> _PROBLEM TO WORK ON_
Format the entries as a numbered list, one line per item with blank lines left out, covering only the lines from the first line of the entries through the line containing "[(350, 231)]".

+++

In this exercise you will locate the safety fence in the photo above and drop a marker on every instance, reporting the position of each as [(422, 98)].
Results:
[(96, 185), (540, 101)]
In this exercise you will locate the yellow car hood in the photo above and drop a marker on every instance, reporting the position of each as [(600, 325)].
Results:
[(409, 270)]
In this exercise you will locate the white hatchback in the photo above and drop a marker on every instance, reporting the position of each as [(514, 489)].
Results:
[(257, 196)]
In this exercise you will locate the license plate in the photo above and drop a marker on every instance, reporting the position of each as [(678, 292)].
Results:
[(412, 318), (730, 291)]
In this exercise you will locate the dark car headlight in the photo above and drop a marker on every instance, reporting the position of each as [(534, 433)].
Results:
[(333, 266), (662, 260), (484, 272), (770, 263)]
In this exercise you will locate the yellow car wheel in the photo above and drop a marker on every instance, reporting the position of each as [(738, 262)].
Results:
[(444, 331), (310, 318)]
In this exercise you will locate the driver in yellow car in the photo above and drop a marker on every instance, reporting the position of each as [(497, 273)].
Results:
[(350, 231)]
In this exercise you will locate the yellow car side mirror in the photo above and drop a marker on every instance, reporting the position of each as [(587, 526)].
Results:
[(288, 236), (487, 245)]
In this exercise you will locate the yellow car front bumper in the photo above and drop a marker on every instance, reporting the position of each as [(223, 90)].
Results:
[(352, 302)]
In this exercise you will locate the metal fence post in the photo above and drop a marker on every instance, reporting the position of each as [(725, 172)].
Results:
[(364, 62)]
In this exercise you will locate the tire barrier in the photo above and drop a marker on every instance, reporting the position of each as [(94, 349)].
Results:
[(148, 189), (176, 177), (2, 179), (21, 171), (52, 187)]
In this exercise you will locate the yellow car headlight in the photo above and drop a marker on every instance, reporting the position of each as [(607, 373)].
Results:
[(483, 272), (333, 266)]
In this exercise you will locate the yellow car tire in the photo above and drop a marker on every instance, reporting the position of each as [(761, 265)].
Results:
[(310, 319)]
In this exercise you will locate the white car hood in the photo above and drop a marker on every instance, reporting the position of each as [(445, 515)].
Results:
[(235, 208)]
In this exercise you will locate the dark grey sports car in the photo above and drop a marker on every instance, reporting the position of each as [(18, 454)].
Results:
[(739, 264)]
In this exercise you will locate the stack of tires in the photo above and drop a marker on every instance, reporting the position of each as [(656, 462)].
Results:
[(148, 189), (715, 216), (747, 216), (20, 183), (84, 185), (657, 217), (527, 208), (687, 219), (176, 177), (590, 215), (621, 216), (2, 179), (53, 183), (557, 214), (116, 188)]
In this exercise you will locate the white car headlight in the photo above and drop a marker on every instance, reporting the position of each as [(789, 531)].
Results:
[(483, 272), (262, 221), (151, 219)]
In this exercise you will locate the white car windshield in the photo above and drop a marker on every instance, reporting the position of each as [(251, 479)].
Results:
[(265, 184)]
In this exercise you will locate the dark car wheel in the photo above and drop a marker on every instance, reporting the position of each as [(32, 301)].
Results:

+++

> _IN RESPONSE_
1. In this exercise you will locate the safety fence in the photo above and drop a marker on every instance, reporting the position of each as [(422, 98)].
2. Results:
3. [(96, 185), (540, 101)]
4. In this exercise you will locate the yellow car hood in the photo above and drop a marker on every instance, reporting the position of each as [(600, 325)].
5. Results:
6. [(409, 270)]
7. In this exercise you will locate the white hatchback in the photo above and drop a marker on every instance, reporting the position of each as [(514, 489)].
8. Results:
9. [(257, 196)]
10. In this exercise you will locate the license plate in the photo above and drop a marker on every instance, reporting the position of each as [(678, 292)].
11. Results:
12. [(412, 318), (730, 291)]
13. In this exercise you will locate the dark car headlight in the photo above and drop a marker on every instance, reporting the position of each as [(534, 433)].
14. Results:
15. [(333, 266), (662, 260), (484, 272), (770, 263)]
16. In this exercise you will locate the yellow car wheel in the photo above and drop a marker on every instance, reporting the position of each as [(738, 262)].
17. Results:
18. [(444, 331), (310, 318)]
19. In this exercise you will locate the driver in yellow car in the photo above and drop a marker on every instance, reporting the position of each as [(497, 273)].
20. Results:
21. [(350, 231)]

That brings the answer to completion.